## begin
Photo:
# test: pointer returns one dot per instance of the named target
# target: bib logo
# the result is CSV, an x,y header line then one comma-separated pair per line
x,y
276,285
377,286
## end
AIM:
Every entry must be output again, exactly as written above.

TASK RESPONSE:
Photo:
# test: pointer returns one dot per instance of the named target
# target: bib logo
# the result is CSV, an x,y header line then one comma-separated pair per line
x,y
276,285
377,286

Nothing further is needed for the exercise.